# Record list start
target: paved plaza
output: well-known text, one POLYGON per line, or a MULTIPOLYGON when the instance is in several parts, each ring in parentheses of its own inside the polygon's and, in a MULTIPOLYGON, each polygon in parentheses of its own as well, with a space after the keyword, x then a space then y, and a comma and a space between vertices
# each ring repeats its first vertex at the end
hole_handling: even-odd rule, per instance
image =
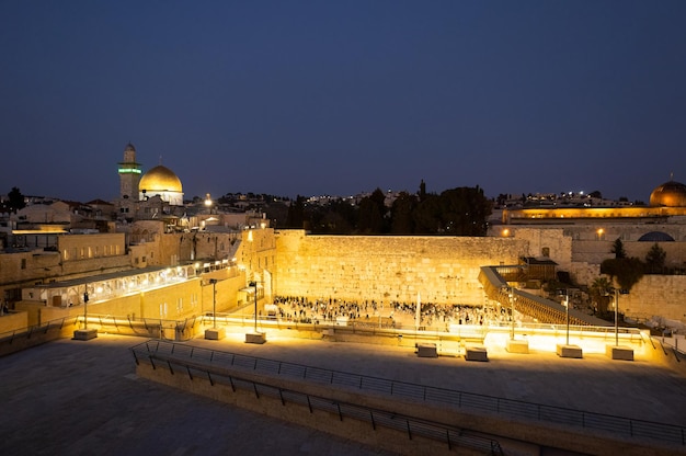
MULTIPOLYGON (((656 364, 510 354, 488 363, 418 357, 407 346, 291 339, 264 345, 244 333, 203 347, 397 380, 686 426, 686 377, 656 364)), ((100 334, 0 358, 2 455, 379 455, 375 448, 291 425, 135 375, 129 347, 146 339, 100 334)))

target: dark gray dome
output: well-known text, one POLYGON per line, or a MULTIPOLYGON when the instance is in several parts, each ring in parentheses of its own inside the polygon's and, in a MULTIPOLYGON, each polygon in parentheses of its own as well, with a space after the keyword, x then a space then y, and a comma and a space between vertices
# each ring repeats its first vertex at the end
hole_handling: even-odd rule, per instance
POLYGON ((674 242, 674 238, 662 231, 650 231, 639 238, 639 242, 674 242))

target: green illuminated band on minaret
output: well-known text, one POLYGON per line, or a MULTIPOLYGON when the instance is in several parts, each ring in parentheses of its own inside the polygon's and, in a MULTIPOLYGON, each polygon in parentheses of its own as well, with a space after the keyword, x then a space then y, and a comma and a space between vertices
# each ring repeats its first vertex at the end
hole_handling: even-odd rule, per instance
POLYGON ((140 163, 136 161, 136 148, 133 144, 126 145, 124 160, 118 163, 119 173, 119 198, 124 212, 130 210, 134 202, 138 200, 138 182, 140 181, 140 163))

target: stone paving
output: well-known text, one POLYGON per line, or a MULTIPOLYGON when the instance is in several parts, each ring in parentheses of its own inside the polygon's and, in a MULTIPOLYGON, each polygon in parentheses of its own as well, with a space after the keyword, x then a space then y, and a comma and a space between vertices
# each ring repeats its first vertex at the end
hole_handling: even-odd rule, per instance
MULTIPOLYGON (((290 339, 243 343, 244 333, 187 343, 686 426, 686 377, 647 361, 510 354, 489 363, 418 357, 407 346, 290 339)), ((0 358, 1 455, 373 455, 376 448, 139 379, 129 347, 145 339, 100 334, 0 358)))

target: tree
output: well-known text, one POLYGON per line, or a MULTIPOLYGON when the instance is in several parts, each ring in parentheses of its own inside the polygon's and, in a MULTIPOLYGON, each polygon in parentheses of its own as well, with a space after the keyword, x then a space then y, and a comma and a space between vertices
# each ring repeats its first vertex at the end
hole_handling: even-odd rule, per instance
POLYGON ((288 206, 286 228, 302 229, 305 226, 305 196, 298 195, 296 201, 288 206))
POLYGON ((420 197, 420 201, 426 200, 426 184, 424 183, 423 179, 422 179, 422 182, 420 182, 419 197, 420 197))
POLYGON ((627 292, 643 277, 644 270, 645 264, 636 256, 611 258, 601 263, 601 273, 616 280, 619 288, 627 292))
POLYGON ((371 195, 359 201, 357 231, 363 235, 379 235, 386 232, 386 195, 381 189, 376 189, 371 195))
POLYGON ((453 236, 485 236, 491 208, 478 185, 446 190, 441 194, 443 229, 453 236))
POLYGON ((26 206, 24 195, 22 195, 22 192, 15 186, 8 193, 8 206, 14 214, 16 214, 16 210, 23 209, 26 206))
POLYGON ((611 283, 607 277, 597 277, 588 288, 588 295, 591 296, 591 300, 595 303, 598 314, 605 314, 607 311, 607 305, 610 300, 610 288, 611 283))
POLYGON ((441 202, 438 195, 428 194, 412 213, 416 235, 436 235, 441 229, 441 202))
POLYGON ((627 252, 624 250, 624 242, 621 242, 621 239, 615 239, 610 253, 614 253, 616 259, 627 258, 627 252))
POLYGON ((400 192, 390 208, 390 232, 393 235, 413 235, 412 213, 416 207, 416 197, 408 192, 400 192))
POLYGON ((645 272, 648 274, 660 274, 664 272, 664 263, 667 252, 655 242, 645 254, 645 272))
# Record list end
# Record list start
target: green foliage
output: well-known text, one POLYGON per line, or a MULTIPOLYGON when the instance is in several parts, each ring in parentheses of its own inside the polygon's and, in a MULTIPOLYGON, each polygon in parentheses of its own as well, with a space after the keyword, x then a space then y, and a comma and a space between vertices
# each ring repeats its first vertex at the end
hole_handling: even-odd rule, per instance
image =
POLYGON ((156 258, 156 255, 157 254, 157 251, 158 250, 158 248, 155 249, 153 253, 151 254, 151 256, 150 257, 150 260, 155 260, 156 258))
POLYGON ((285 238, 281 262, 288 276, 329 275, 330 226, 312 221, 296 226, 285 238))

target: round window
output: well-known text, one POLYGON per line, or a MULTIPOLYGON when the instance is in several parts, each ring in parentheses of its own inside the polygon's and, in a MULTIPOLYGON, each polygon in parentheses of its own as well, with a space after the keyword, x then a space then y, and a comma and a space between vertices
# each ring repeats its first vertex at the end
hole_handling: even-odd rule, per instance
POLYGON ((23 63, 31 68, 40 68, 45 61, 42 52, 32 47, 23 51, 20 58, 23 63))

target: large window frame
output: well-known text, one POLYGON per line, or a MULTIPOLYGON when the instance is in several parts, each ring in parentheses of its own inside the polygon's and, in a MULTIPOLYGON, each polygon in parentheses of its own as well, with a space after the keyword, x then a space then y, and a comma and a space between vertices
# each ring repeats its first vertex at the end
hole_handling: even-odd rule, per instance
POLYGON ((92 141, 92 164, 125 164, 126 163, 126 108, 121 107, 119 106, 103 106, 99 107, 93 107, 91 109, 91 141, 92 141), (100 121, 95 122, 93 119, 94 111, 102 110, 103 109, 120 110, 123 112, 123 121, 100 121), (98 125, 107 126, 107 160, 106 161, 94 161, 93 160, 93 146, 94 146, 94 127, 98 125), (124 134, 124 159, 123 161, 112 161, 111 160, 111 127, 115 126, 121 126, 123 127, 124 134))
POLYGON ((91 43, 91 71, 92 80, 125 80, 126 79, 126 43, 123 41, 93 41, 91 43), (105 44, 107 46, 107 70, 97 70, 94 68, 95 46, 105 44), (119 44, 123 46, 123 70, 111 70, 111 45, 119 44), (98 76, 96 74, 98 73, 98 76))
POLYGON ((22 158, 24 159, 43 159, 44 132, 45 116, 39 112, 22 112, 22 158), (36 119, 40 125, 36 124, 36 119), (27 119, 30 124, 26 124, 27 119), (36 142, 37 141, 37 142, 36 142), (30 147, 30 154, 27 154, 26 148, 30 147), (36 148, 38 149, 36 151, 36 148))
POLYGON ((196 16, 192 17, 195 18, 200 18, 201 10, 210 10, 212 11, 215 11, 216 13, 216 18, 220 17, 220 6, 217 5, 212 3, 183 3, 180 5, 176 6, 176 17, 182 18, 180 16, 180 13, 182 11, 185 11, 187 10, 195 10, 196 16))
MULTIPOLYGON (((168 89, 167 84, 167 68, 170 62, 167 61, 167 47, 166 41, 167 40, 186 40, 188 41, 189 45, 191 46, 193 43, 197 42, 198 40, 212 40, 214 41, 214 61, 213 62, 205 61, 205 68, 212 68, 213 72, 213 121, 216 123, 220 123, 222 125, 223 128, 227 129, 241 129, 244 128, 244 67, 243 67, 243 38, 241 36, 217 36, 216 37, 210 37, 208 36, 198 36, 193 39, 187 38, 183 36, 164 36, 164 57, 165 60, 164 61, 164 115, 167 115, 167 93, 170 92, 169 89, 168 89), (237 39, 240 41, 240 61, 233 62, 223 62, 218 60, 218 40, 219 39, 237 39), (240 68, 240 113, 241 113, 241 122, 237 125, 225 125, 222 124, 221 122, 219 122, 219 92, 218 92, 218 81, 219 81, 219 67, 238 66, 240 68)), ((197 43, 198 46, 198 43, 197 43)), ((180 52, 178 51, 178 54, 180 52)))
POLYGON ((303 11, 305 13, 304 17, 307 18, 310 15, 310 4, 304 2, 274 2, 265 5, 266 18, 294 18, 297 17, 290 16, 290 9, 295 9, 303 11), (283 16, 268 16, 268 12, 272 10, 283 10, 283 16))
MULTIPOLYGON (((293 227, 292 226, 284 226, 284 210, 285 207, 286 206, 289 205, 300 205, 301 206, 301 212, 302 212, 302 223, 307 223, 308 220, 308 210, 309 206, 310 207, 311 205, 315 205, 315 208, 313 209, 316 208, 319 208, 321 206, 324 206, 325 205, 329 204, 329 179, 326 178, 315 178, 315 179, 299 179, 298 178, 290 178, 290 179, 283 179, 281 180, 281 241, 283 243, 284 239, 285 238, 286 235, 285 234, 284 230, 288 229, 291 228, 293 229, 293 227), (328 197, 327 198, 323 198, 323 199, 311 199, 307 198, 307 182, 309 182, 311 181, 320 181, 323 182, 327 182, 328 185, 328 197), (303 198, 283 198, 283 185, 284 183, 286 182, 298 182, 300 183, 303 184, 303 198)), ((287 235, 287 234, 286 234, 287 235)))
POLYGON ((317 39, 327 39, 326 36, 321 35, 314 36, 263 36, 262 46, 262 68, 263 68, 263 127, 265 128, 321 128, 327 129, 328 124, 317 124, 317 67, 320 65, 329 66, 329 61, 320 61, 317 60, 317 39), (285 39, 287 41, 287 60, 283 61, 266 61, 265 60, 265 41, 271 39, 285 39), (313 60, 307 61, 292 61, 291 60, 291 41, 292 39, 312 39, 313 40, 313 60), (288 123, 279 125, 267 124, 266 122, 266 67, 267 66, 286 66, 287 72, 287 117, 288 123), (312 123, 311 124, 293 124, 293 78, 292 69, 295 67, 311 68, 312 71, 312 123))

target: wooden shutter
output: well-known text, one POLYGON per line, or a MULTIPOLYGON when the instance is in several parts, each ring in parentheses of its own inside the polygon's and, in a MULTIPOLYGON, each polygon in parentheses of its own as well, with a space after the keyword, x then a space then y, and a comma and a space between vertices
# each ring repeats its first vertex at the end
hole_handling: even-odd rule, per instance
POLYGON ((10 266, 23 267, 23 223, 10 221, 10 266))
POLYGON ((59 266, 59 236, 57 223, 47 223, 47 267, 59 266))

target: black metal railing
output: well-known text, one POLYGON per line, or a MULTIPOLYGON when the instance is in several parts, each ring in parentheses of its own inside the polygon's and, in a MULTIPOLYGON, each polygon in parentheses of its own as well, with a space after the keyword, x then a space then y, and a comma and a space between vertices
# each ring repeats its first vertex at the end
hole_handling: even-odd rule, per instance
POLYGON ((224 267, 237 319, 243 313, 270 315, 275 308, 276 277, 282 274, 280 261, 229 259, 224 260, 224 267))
# Record list end
Written task
Rename "even-odd rule" to "nonzero winding rule" in the part of the listing that opens with the line containing "target: black metal railing" and closes with the line containing "POLYGON ((224 267, 237", and give back only those lines with nothing else changed.

Task result
target: black metal railing
output: well-known text, one POLYGON per line, or a MULTIPOLYGON when the instance is in several parts, each ring in parentheses of its own inside the polygon's and, in a MULTIPOLYGON, each polygon in parentheses of its own as well, with a space after the keyword, x then a space then y, and a comma and a space between vertices
# each ring repeats its first vertex at the end
hole_handling: nonzero winding rule, per instance
POLYGON ((224 267, 237 319, 243 313, 270 315, 275 308, 276 277, 282 274, 280 261, 229 259, 224 260, 224 267))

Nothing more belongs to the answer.